EXERCISE: Each line below should be written out exactly, with none skipped.

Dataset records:
================================

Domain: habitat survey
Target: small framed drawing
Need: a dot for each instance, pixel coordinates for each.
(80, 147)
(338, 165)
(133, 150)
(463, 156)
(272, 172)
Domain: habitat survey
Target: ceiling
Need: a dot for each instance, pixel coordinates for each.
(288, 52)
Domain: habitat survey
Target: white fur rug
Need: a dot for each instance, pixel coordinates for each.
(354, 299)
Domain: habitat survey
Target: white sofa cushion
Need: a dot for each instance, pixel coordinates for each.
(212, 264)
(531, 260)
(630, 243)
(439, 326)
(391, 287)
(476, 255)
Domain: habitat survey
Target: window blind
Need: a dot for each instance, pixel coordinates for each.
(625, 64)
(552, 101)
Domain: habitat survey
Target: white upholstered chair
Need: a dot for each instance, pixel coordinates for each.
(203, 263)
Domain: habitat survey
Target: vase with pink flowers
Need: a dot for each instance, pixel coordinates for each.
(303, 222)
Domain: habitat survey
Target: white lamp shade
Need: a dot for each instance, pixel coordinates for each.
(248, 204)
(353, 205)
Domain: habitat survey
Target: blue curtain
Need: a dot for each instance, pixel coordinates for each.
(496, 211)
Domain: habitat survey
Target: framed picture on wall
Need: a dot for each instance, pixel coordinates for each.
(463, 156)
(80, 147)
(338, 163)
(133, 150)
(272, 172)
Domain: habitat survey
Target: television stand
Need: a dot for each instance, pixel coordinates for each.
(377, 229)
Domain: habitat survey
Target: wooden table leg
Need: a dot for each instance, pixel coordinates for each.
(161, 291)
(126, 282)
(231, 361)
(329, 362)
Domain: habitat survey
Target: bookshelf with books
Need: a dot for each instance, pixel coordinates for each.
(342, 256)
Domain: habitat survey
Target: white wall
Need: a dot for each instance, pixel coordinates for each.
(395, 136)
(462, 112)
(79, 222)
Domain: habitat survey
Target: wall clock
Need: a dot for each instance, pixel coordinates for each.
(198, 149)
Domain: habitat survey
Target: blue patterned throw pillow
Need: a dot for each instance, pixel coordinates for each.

================================

EXERCISE OUTPUT:
Domain: habitat survey
Target: small framed drawing
Need: a dot for each instance, pixel coordinates for each.
(80, 147)
(338, 165)
(133, 150)
(463, 156)
(272, 172)
Domain: habitat survey
Target: ceiling
Need: a dot for each instance, pixel coordinates for each.
(288, 52)
Domain: habitat survey
Target: white fur rug
Need: a dot for each instance, pixel coordinates for each.
(354, 299)
Domain: habitat survey
Target: white sofa cushion
Need: a dot for each instance, pixel coordinates for each.
(212, 264)
(531, 260)
(630, 243)
(439, 326)
(391, 287)
(476, 255)
Domain: habitat survey
Target: window blind
Need: a dot for each instance, pixel coordinates for each.
(625, 64)
(552, 101)
Domain: habitat survey
Target: white upholstered chair
Need: a dot for each instance, pixel coordinates for each.
(203, 263)
Domain: habitat survey
Target: vase with pink flowers
Need: a dot for each instance, pixel coordinates for each.
(303, 222)
Domain: habitat survey
Target: white lamp shade
Need: a dot for each instance, pixel coordinates for each.
(248, 204)
(353, 205)
Domain: habitat survey
Target: blue curtain
Need: a dot for each instance, pixel coordinates for each.
(496, 211)
Domain: habitat survey
Target: framed picture on wall
Need: a dot for each instance, pixel coordinates for each.
(463, 156)
(80, 147)
(338, 163)
(133, 150)
(272, 172)
Domain: habitat survey
Target: television stand
Need: a dot for each instance, pixel coordinates for each.
(377, 229)
Domain: habitat survey
Target: wooden table leg
Need: a dot for each instance, pixel coordinates for each.
(161, 291)
(126, 282)
(231, 361)
(329, 362)
Domain: habitat survey
Target: bookshelf with books
Need: a dot for each instance, pixel coordinates for each.
(342, 256)
Domain: habitat survey
Target: white wall
Need: a dot for each instance, pixel coordinates for each.
(395, 136)
(462, 112)
(79, 222)
Domain: habitat survey
Target: wall clock
Need: a dot for each instance, pixel coordinates for each.
(198, 149)
Domain: habitat survey
Target: blue patterned throw pillow
Need: a dot for each instance, pixel coordinates for each.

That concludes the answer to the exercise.